* Selected passage:

[BEGIN]

More on Windows 8 and IE 10 Metro revealed

If you are a fan of Internet Explorer 10 in the Windows 8 Consumer Preview, you have had a busy day. A few hours ago, the official Internet Explorer developer blog posted an update on the new memory protection features in IE 10. Now the official Windows 8 developer blog has also issued a new update, and this time it's all about the Metro web browsing experience in IE 10.

The blog post, written by Microsoft's Rob Mauceri, goes over several aspects of the Metro user interface as it pertains to IE 10. He states:

The Metro style browser delivers on touch browsing, not just browsing on a touch device. You can feel it in the stick-to-your-finger responsiveness of the touch support for panning and zooming, swiping back and forward for page navigation, and double tapping to zoom in and out of content. Context menus and form controls are optimized for touch, and the browser responds fluidly to device orientation (scaling smoothly to landscape and portrait screen layouts) and “snapping” Windows 8 applications next to it.

[END]

(Records contained in a dataset)
[BEGIN]

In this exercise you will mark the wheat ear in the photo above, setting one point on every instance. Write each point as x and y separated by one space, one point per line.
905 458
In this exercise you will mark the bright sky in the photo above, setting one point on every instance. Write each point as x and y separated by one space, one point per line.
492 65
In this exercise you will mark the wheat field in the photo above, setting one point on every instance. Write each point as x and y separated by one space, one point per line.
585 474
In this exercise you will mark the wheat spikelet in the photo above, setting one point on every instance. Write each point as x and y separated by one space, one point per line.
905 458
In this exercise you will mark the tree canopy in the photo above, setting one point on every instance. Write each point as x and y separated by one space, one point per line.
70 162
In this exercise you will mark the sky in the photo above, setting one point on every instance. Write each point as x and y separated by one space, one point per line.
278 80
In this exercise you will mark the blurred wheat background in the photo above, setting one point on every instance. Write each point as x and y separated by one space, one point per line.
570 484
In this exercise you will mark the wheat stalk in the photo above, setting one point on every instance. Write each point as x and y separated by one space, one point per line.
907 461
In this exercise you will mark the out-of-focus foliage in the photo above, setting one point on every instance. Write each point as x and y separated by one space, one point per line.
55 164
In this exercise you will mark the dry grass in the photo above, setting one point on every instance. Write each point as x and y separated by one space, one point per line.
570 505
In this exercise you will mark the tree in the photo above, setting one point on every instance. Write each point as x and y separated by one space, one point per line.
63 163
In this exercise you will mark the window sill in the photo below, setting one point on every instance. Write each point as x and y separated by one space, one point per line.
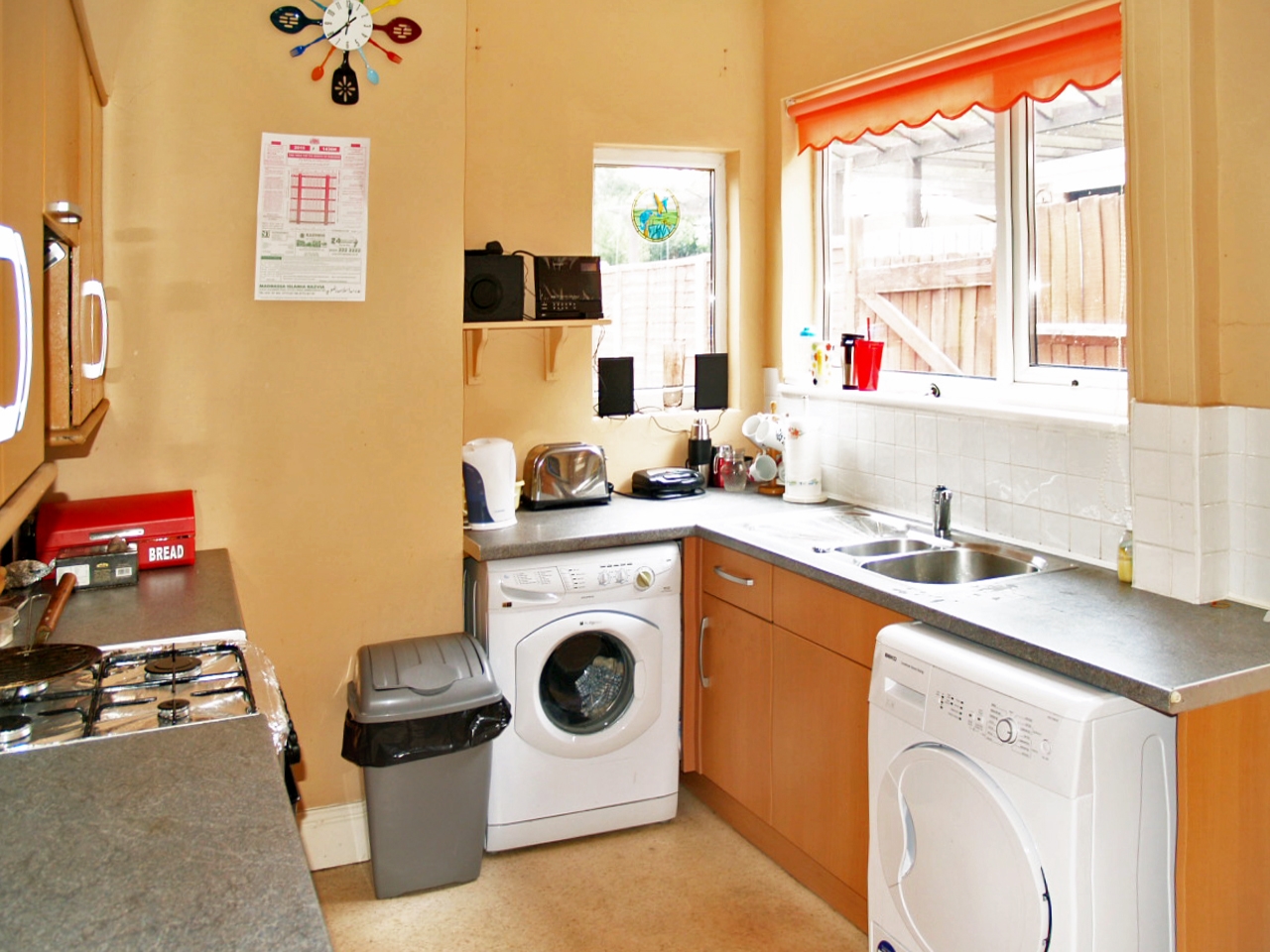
961 407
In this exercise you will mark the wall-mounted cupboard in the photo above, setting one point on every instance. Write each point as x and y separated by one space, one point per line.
76 321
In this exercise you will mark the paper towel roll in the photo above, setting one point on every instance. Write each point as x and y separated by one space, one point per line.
771 386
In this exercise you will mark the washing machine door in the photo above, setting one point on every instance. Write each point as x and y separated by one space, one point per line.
956 857
588 683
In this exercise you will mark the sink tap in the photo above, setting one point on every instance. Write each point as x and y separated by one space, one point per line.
942 500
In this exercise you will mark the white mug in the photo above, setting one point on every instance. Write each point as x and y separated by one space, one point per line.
763 468
771 433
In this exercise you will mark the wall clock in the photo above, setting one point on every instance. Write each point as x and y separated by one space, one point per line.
347 26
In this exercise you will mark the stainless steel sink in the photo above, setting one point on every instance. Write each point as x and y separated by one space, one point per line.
962 563
884 546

[END]

* Problems and tasks:
a) Answer these questions using the article on IE 10 Metro browsing:
(i) Who wrote the post on the official Windows 8 developer blog?
(ii) What was the official Internet Explorer developer blog's update about?
(iii) What touch gesture zooms in and out of content?
b) Rewrite the part of the article on IE 10 Metro browsing that opens with "The Metro style" and closes with "next to it.", replacing "landscape" with "horizontal".
c) Carry on the article about IE 10 Metro browsing from where it stops.

* Answers below:
a)
(i) Microsoft's Rob Mauceri
(ii) The new memory protection features in IE 10
(iii) Double tapping

b)
The Metro style browser delivers on touch browsing, not just browsing on a touch device. You can feel it in the stick-to-your-finger responsiveness of the touch support for panning and zooming, swiping back and forward for page navigation, and double tapping to zoom in and out of content. Context menus and form controls are optimized for touch, and the browser responds fluidly to device orientation (scaling smoothly to horizontal and portrait screen layouts) and “snapping” Windows 8 applications next to it.

c)
Mauceri points out a number of features in the Metro version of IE 10. One is the navigation tiles that are a more graphical representation of your frequently visited web sites. The tiles can also be pinned to show the ones that have been placed on Windows 8's Start screen in the Metro version of bookmarks. If a person searches for a web site in the search bar, the tiles are filtered to show you the best search results based on your web surfing history, web site favorites and more.

The new IE10 Metro tabs interface show up on top of the screen in Windows 8 with the last 10 tabs used and can be cleaned up fast with just one command. The IE 10 navigation bar in Metro appears on the bottom of the screen and only when a user needs it.  It has the traditional commands you see in other web browsers such as back, forward, and refresh. It can also be used to pin favorite web sites on Windows 8's Start screen.

New Metro IE 10 features include Snap, which re-sizes the web browser window in order for the user to access other apps such as email, messaging and more. The Charms user interface design is on the right side of the screen and has Windows 8's Start button along with Search, Share, Settings and other features.

Pinning web sites to the Start screen should be one of the most used features for IE 10 owners. Mauceri states:

The tiles for pinned sites reflect the site's color and icon. With IE10, sites can provide background notifications for new messages and other account activity on the website. The site can also program additional commands that appear in IE’s navigation bar in a touch-friendly way, the same way that sites can program jumplists for IE on the desktop.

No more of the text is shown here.